Data entries:
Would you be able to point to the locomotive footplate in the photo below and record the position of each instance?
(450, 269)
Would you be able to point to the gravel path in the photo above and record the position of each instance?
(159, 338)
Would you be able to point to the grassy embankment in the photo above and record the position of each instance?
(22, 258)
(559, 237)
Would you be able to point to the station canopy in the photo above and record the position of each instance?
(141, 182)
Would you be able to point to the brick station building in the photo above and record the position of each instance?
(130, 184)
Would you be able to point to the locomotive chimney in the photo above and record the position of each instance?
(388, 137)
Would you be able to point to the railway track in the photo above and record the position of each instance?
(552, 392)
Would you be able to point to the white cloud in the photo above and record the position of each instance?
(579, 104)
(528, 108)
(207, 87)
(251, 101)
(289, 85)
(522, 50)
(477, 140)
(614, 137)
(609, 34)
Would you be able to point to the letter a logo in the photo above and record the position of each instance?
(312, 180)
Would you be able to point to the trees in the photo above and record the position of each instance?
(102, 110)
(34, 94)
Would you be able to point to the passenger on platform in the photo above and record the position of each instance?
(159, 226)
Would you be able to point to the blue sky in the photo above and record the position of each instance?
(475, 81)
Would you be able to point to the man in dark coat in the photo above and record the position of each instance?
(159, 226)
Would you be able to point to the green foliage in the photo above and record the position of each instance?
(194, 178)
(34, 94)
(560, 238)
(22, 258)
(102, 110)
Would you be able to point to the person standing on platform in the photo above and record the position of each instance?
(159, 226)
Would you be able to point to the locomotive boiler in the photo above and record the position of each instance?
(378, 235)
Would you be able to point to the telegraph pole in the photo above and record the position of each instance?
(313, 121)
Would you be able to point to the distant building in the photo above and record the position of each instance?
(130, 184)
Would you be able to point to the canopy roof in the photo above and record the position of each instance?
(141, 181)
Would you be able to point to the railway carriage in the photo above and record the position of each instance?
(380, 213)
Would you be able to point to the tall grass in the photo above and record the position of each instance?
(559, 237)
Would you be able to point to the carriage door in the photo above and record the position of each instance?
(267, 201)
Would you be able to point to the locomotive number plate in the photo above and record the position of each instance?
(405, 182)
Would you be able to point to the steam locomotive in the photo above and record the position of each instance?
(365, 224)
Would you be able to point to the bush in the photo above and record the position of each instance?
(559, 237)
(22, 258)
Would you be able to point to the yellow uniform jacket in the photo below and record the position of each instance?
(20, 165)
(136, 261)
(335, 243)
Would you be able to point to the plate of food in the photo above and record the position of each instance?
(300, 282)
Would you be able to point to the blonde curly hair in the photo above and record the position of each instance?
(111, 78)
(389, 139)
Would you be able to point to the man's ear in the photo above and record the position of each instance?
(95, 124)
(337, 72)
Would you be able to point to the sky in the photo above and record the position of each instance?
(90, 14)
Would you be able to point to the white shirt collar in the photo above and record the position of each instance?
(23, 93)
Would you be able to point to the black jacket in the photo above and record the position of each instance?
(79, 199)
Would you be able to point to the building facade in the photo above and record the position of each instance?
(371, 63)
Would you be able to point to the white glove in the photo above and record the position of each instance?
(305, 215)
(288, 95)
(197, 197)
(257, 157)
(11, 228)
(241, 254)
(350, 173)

§ YOUR INSTRUCTIONS:
In full and without alteration, retype the entries above.

§ WRITTEN RESPONSE:
Would you be able to point to the locomotive footplate in the photo below and record the position of each instance?
(450, 269)
Would you be able to point to the gravel path in the photo above and record the position of each instance?
(159, 338)
Would you be able to point to the grassy embankment in the photo above and record the position of each instance?
(22, 258)
(559, 237)
Would you be able to point to the station canopy in the photo above and record the position of each instance?
(141, 182)
Would you be able to point to the brick station building in the photo above and record the position of each instance?
(130, 184)
Would you be able to point to the locomotive chimney in the photo above and record the position of each instance?
(388, 137)
Would you be able to point to the railway track in the photo above and record the position of each instance?
(552, 392)
Would you be able to point to the white cloud in the photo above and record the position of each instance?
(579, 104)
(528, 108)
(207, 87)
(251, 101)
(289, 85)
(522, 50)
(477, 140)
(614, 137)
(609, 34)
Would you be able to point to the letter a logo in the photo above and record the position of each instance?
(312, 180)
Would you be able to point to the trees in the photo above and record the position of each instance?
(102, 110)
(34, 94)
Would you be able to point to the passenger on platform in the photo above and record the position of each instance?
(159, 226)
Would you be able to point to the blue sky in the photo above and record the position of each instance?
(475, 81)
Would you be able to point to the man in dark coat in the photo above and record the position of each instance?
(159, 226)
Would you be able to point to the green foliage in the photo above and record the position of each instance?
(194, 178)
(34, 94)
(560, 238)
(22, 258)
(102, 110)
Would you be able to point to the person standing on platform in the photo above and record the position of each instance?
(159, 226)
Would you be able to point to the locomotive boiler in the photo above and record the position of each instance?
(378, 235)
Would you be able to point to the telegraph pole in the photo above and record the position of each instance?
(313, 121)
Would you be able to point to the distant building in the photo above and record the position of each instance?
(130, 184)
Would you be able to point to the canopy roof in the photo above and record the position of each instance?
(141, 181)
Would you be able to point to the railway carriage in the photo above and record the position of each instance?
(380, 213)
Would you be able to point to the tall grass in the photo above and record the position of each instance?
(559, 237)
Would you be able to point to the carriage door in the photo above and record the position of each instance?
(267, 201)
Would you be able to point to the locomotive number plate in the photo above and record the position of each instance?
(405, 182)
Would you be able to point to the steam locomotive in the photo above and record the position of each instance?
(365, 224)
Would you be able to point to the bush in the photo above and record the position of each instance?
(559, 237)
(22, 258)
Would you be able to point to the yellow uniform jacket in the photo below and record the position of each instance?
(20, 165)
(136, 261)
(335, 243)
Would you be able to point to the plate of food in the photo above and record the position of each instance?
(300, 282)
Would you be able to point to the blonde curly hair in the photo above and record the position of each instance?
(111, 78)
(389, 139)
Would you be able to point to the man's ear in the photo above and record the position of each instance?
(95, 124)
(337, 72)
Would you be able to point to the sky in the photo above and record the position of each instance?
(90, 14)
Would you be able to point to the white shirt collar in the photo above and record the position of each instance?
(23, 93)
Would you be able to point to the black jacket in the photo above and record the position of each instance?
(79, 199)
Would you be able to point to the building facade in the photo above and record the position of each instance?
(371, 63)
Would you be able to point to the white glove in the photo above and record the position of each instance?
(305, 215)
(288, 95)
(197, 197)
(257, 157)
(11, 228)
(241, 254)
(350, 173)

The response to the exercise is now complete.